In step 105, the CPU 11A acquires a first data set.

In step 106, the CPU 11A determines whether or not the first data set acquired in step 105 is improper. If it is determined that the first data set is improper (i.e., if a positive determination result is obtained), the process proceeds to step 107. If it is determined that the first data set is not improper, that is, if it is determined that the first data set is adequate (i.e., if a negative determination result is obtained), the process proceeds to step 112.

In step 107, the CPU 11A disassembles the first data set in units of pages, and performs control for displaying the first data set disassembled in units of pages on, for example, the checker terminal apparatus 40. In detail, as illustrated in FIGS. 6A to 6D, for example, the control involves displaying multiple pages obtained as a result of disassembling the first data set and also displaying information indicating the cause of improperness of the first data set.

FIG. 6A is a front view illustrating an example of a UI screen of a first data set containing a redundant page. FIG. 6B is a front view illustrating an example of a UI screen of a first data set with a missing page. FIG. 6C illustrates an example of a UI screen of a first data set containing a page of a different inscriber. FIG. 6D is a front view illustrating an example of a UI screen of a first data set containing an unknown page.

Task brief: Reproduce the entire passage describing steps 105 through 107 and FIGS. 6A to 6D word for word.

Record extracts:
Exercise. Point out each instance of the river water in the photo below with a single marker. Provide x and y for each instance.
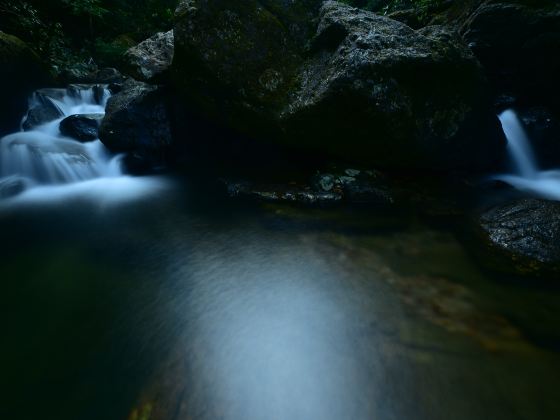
(147, 298)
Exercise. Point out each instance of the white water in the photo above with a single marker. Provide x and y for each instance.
(42, 163)
(526, 174)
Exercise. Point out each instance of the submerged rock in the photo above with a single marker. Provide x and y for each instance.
(281, 193)
(83, 127)
(151, 59)
(523, 237)
(137, 120)
(350, 186)
(336, 79)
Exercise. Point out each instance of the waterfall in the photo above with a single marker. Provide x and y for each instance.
(526, 174)
(43, 156)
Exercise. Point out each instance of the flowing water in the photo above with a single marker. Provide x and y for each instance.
(42, 163)
(526, 175)
(151, 299)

Final result:
In step 105, the CPU 11A acquires a first data set.

In step 106, the CPU 11A determines whether or not the first data set acquired in step 105 is improper. If it is determined that the first data set is improper (i.e., if a positive determination result is obtained), the process proceeds to step 107. If it is determined that the first data set is not improper, that is, if it is determined that the first data set is adequate (i.e., if a negative determination result is obtained), the process proceeds to step 112.

In step 107, the CPU 11A disassembles the first data set in units of pages, and performs control for displaying the first data set disassembled in units of pages on, for example, the checker terminal apparatus 40. In detail, as illustrated in FIGS. 6A to 6D, for example, the control involves displaying multiple pages obtained as a result of disassembling the first data set and also displaying information indicating the cause of improperness of the first data set.

FIG. 6A is a front view illustrating an example of a UI screen of a first data set containing a redundant page. FIG. 6B is a front view illustrating an example of a UI screen of a first data set with a missing page. FIG. 6C illustrates an example of a UI screen of a first data set containing a page of a different inscriber. FIG. 6D is a front view illustrating an example of a UI screen of a first data set containing an unknown page.